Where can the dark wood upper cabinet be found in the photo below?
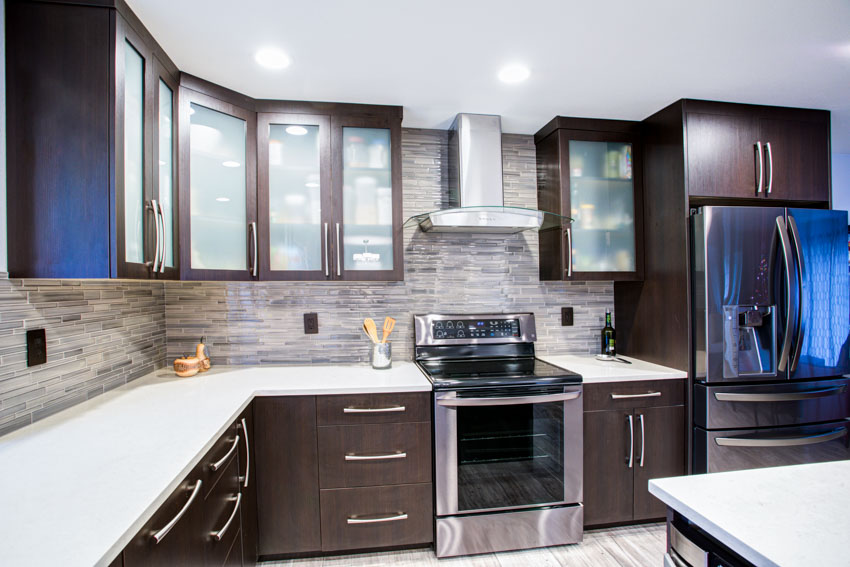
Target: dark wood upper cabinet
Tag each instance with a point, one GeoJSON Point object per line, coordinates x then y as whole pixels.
{"type": "Point", "coordinates": [742, 151]}
{"type": "Point", "coordinates": [590, 171]}
{"type": "Point", "coordinates": [81, 86]}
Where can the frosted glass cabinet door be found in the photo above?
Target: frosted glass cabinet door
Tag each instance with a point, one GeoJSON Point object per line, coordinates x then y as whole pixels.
{"type": "Point", "coordinates": [294, 202]}
{"type": "Point", "coordinates": [367, 230]}
{"type": "Point", "coordinates": [602, 206]}
{"type": "Point", "coordinates": [134, 155]}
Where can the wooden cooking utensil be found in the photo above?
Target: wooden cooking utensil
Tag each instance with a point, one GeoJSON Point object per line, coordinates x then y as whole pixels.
{"type": "Point", "coordinates": [389, 325]}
::::::
§ Work to do: Render every line of the records above as a Markdown table with the columns "Row" and "Text". Number the rows, skip blank lines, and leave out the pictures.

§ Answer to the exercise:
| Row | Text |
|---|---|
| 1 | Where can the dark wood upper cabinet be found in the photo below? |
| 2 | Target: dark wood upper cabinet |
| 3 | Tag each instance with a point, one GeoJSON Point object per line, coordinates x then y as whole pixels. |
| 4 | {"type": "Point", "coordinates": [742, 151]} |
| 5 | {"type": "Point", "coordinates": [590, 171]} |
| 6 | {"type": "Point", "coordinates": [81, 86]} |
| 7 | Where can the frosted glass cabinet door be found in the photo above? |
| 8 | Target: frosted glass cabinet door |
| 9 | Tag each instance with a point, one GeoJSON Point object per line, coordinates x then y as whole pixels. |
| 10 | {"type": "Point", "coordinates": [294, 202]} |
| 11 | {"type": "Point", "coordinates": [367, 230]} |
| 12 | {"type": "Point", "coordinates": [602, 206]} |
| 13 | {"type": "Point", "coordinates": [134, 155]} |
| 14 | Where can the wooden cooking utensil be found in the photo above? |
| 15 | Target: wooden cooking utensil |
| 16 | Tag each instance with a point, one GeoJSON Point object per line, coordinates x then y as whole pixels. |
| 17 | {"type": "Point", "coordinates": [389, 325]} |